MATERIAL SUPPLIED:
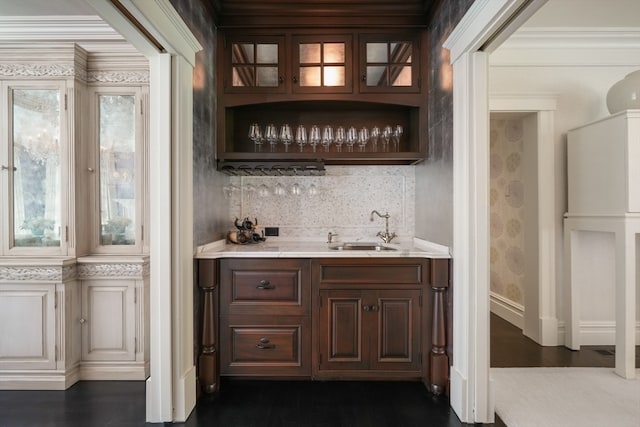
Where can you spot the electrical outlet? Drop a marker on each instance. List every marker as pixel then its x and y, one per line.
pixel 271 231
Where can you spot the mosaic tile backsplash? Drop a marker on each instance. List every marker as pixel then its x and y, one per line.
pixel 506 199
pixel 341 201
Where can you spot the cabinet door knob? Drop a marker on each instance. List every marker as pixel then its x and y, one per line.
pixel 264 344
pixel 265 284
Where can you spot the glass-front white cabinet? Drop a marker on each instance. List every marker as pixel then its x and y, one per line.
pixel 74 261
pixel 34 167
pixel 119 168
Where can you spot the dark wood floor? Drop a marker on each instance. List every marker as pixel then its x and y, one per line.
pixel 285 403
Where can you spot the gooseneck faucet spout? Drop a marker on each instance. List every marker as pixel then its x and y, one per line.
pixel 385 236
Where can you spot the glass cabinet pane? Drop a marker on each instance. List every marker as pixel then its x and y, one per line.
pixel 254 65
pixel 389 64
pixel 35 146
pixel 117 183
pixel 322 64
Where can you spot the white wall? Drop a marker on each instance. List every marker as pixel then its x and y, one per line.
pixel 578 67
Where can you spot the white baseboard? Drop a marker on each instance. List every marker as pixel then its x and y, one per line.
pixel 601 333
pixel 508 310
pixel 111 372
pixel 38 380
pixel 185 395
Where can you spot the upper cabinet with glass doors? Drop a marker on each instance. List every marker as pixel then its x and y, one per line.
pixel 255 65
pixel 346 81
pixel 34 177
pixel 389 64
pixel 118 168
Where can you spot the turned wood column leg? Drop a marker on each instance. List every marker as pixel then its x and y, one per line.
pixel 208 372
pixel 438 358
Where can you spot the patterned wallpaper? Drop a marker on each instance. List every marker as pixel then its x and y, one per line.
pixel 507 209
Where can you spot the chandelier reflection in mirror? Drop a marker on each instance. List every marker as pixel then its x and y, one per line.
pixel 117 169
pixel 36 167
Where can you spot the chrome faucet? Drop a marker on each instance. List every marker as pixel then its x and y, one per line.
pixel 386 236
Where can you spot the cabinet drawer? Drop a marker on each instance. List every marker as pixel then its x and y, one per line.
pixel 265 346
pixel 371 274
pixel 264 286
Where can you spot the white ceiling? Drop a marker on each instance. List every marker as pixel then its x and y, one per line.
pixel 45 7
pixel 556 13
pixel 587 13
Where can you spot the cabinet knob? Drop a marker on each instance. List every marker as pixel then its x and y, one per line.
pixel 265 284
pixel 264 344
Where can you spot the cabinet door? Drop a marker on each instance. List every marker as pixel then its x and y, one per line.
pixel 389 64
pixel 254 64
pixel 342 344
pixel 27 326
pixel 322 64
pixel 33 177
pixel 395 341
pixel 108 320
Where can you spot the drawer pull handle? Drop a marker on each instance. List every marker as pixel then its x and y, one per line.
pixel 265 284
pixel 264 344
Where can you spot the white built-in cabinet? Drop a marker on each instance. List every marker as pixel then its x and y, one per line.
pixel 114 330
pixel 74 284
pixel 602 231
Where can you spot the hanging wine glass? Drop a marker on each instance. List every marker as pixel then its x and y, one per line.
pixel 301 136
pixel 375 135
pixel 314 136
pixel 352 137
pixel 363 138
pixel 271 135
pixel 386 136
pixel 285 136
pixel 397 133
pixel 327 137
pixel 255 135
pixel 339 138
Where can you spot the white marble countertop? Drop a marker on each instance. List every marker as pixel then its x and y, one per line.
pixel 274 248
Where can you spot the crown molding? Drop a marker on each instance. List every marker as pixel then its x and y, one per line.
pixel 570 46
pixel 56 28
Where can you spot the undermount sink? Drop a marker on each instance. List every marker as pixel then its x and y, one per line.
pixel 360 246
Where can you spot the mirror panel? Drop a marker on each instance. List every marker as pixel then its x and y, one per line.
pixel 117 131
pixel 36 190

WHAT THE TASK REQUIRES:
Can you lay out every line of the entries above as a JSON list of strings, one string per line, with blank lines dropped and the pictures left out?

OUTPUT FOR THIS EXERCISE:
[
  "Where can you spot the electrical outlet? Drop a marker on each instance. List every marker as pixel then its x and y, one per line.",
  "pixel 271 231",
  "Where can you spot the mosaic tile backsplash? Drop a marker on each instance. List every marker as pixel then its x and y, one per line.",
  "pixel 506 199",
  "pixel 341 201",
  "Where can you spot the cabinet door knob? Drop a marker on each instance. List every marker as pixel then its x and y, one per line.",
  "pixel 264 344",
  "pixel 265 284",
  "Where can you spot the glass-front white cabinet? Drop a marker on each instance. List every marker as pixel then its x and y, one per line.",
  "pixel 74 261",
  "pixel 34 167",
  "pixel 119 168",
  "Where can you spot the dark wood floor? Drop a marker on each instance. List every marker as pixel then its x and y, one per line.",
  "pixel 285 403",
  "Where can you spot the gooseneck faucet spout? Drop a marker on each instance. List every marker as pixel then its x and y, one per line.",
  "pixel 385 236",
  "Where can you spot the glass cabinet pane? Drop a marker on each instance. List every marker as pixel then its x and y, one per line.",
  "pixel 254 65",
  "pixel 389 64",
  "pixel 35 146",
  "pixel 117 183",
  "pixel 322 64",
  "Where can you spot the white wall? Drop a marker on each instance. List every marker as pixel then its x and y, one per line.",
  "pixel 578 67",
  "Where can you spot the white baseboard? Drop a marker on each instance. List every marker as pixel then its x and y, one per line.",
  "pixel 601 333",
  "pixel 508 310",
  "pixel 111 372",
  "pixel 38 380",
  "pixel 185 395",
  "Where can you spot the upper cabinet with glass doors? Drop a marker on each instance. List every marker as pixel then its x and y, one per line.",
  "pixel 255 65",
  "pixel 346 81",
  "pixel 34 177",
  "pixel 389 64",
  "pixel 118 168",
  "Where can you spot the turned wood column leg? Drop a marker on each instance. List every marker as pixel then its x and y, one per line.",
  "pixel 208 372",
  "pixel 438 358",
  "Where can you spot the patterned wallpaper? Drop a marker on each instance. List every marker as pixel then its x and y, one per line.",
  "pixel 507 209",
  "Where can you spot the chandelier reflection in mirror? Drop a marker on each instance. List every marker as pixel then its x and y, one per line.",
  "pixel 117 169",
  "pixel 36 167",
  "Where can you spot the chrome faucet? Drop a marker on each instance. List every marker as pixel then its x and y, one per line.",
  "pixel 386 236",
  "Where can you spot the cabinet drawer? Drop a marker on each instance. List every marker as pixel then its x and y, one per line.",
  "pixel 265 346",
  "pixel 371 274",
  "pixel 264 286",
  "Where can you spot the white ceiling? Drop a marker on each instance. List every marker as pixel then its x and y, one per line.",
  "pixel 45 7",
  "pixel 556 13",
  "pixel 587 13",
  "Where can you spot the cabinet knob? Drop a marker on each instance. List every marker as pixel then its x and y, one per line.",
  "pixel 265 284",
  "pixel 264 344",
  "Where can you spot the cabinet door? Drop a marker on each instance. List every marker as pixel then its x and y, one per line.",
  "pixel 389 64",
  "pixel 254 64",
  "pixel 342 344",
  "pixel 27 326",
  "pixel 322 64",
  "pixel 33 177",
  "pixel 395 341",
  "pixel 108 320",
  "Where can you spot the drawer pull handle? Drop a marker on each instance. List every marker as pixel then its x and y, one per line.",
  "pixel 265 284",
  "pixel 264 344",
  "Where can you spot the white built-in cabinet? Drop a marker on each instance. List every marker as pixel then its x and y, one per line.",
  "pixel 114 330",
  "pixel 74 284",
  "pixel 602 231",
  "Where can you spot the hanging wine glass? Drop a marker on each instance. List every marker as pixel then its x and y, one per line.",
  "pixel 301 136",
  "pixel 375 135",
  "pixel 314 136",
  "pixel 352 137",
  "pixel 363 138",
  "pixel 271 135",
  "pixel 386 136",
  "pixel 285 136",
  "pixel 397 133",
  "pixel 327 137",
  "pixel 255 135",
  "pixel 339 138",
  "Where can you spot the white marble countertop? Drop a marker on each instance. List every marker as pixel then its x and y, one per line.",
  "pixel 274 248",
  "Where can you spot the crown molding? Drop a marker on each instance. List every marker as pixel then its x and y, one per line.",
  "pixel 570 46",
  "pixel 56 28",
  "Where can you spot the undermount sink? Drop a marker on each instance. List every marker as pixel then its x and y, one per line.",
  "pixel 360 246",
  "Where can you spot the mirror panel? Drop a marker on each instance. List every marker as pixel then its x and y, one per line.",
  "pixel 117 131",
  "pixel 36 190"
]